TEXT.
(begin)
The Queens of Africa dolls are based on Nigeria's three largest groups — Nneka is Igbo, Wuraola is Yoruba, and Azeezah is Hausa — and each has traits that are meant to empower the girls who play with them. On the company's website, there's even a photo of the three dolls holding a #BringBackOurGirls sign. (Okoya has also created books that pair with each of the dolls, so those traits are doubly reinforced.)

Okoya, who has a daughter, says he came up with the idea in 2007.

"All the dolls in the house were all white, and I was like, 'Oh, OK, that's a problem,' " Okoya says in a video promoting his dolls. "Because when you load a child with all this, it becomes an acceptable form of ... how you should look. And so I thought, I want to use my dolls to teach Nigerian culture, African culture."
(end)
AIM. Resume the passage about the Queens of Africa dolls, picking up after its final sentence.

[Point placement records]
(begin)
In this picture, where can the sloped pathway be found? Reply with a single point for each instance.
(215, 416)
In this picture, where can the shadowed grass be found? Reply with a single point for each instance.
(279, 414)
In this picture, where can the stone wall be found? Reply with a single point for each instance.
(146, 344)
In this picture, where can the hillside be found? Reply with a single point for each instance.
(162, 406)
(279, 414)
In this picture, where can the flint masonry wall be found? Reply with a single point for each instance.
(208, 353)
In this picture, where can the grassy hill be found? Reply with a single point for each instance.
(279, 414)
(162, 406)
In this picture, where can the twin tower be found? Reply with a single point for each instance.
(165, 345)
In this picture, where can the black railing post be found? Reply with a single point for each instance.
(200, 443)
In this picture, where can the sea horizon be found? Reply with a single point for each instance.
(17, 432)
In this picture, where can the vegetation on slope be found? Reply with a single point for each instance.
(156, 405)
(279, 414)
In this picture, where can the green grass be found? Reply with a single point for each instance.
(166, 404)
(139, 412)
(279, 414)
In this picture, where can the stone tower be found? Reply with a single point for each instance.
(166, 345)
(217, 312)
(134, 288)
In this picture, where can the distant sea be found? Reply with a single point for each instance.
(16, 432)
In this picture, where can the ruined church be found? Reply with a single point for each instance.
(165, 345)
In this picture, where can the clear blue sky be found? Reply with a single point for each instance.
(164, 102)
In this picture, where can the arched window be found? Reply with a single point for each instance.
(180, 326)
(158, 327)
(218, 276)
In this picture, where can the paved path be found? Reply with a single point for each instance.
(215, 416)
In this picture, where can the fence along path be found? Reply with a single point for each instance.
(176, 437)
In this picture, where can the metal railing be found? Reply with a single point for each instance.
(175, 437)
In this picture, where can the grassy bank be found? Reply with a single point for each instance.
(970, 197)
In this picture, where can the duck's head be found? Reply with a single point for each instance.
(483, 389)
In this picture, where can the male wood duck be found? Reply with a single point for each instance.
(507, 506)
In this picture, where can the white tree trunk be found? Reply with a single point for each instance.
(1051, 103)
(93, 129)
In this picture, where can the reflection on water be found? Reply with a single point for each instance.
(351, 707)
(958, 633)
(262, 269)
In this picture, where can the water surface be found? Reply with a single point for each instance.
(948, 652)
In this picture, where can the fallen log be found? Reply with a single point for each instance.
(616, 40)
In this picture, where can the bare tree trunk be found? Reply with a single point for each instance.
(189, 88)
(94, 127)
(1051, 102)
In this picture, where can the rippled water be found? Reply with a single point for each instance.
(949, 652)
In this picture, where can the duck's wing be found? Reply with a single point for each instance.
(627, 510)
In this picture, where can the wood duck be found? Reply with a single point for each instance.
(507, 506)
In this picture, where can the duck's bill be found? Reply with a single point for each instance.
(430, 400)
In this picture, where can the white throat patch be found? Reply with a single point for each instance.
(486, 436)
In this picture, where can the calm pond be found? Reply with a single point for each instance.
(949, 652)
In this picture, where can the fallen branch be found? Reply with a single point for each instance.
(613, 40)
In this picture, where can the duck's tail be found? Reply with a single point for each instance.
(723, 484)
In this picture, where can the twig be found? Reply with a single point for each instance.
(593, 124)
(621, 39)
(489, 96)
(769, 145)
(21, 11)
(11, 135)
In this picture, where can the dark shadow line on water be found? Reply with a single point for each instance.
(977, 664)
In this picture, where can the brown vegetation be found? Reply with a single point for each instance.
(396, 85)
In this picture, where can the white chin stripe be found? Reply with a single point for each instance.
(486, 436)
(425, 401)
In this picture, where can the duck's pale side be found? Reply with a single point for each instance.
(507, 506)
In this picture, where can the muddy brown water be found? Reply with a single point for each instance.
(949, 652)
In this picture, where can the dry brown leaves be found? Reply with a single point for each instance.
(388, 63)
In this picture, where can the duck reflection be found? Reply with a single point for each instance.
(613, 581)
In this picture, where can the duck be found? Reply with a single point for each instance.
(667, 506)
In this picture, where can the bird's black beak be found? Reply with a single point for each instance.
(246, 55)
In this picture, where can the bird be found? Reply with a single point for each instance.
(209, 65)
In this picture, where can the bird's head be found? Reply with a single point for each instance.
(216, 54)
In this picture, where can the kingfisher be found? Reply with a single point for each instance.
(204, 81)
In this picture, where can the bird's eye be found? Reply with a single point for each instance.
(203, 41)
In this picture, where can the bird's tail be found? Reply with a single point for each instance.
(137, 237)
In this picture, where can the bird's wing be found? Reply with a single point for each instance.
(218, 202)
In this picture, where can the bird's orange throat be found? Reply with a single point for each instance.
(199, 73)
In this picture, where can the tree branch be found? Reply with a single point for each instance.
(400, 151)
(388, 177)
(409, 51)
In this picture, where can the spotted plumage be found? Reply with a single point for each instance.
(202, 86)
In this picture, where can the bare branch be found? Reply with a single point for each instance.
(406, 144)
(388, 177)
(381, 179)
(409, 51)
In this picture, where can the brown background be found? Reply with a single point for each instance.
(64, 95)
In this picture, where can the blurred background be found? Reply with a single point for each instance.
(end)
THE OUTPUT.
He tells Elle magazine:

"The 'Queens of Africa' definitely fill a void in the market. I say this because the first reaction we got from retailers was resistance. They said, 'black dolls don't sell.' I then embarked on an educational campaign via various media, telling people about the psychological impact dolls have on children, and dolls in the likeness of the African child can have on them. It took almost three years for the idea to get accepted."

Okoya tells Reuters that he's shipping more and more of his dolls abroad — including to the U.S. So maybe we'll be seeing more of these dolls on our shelves.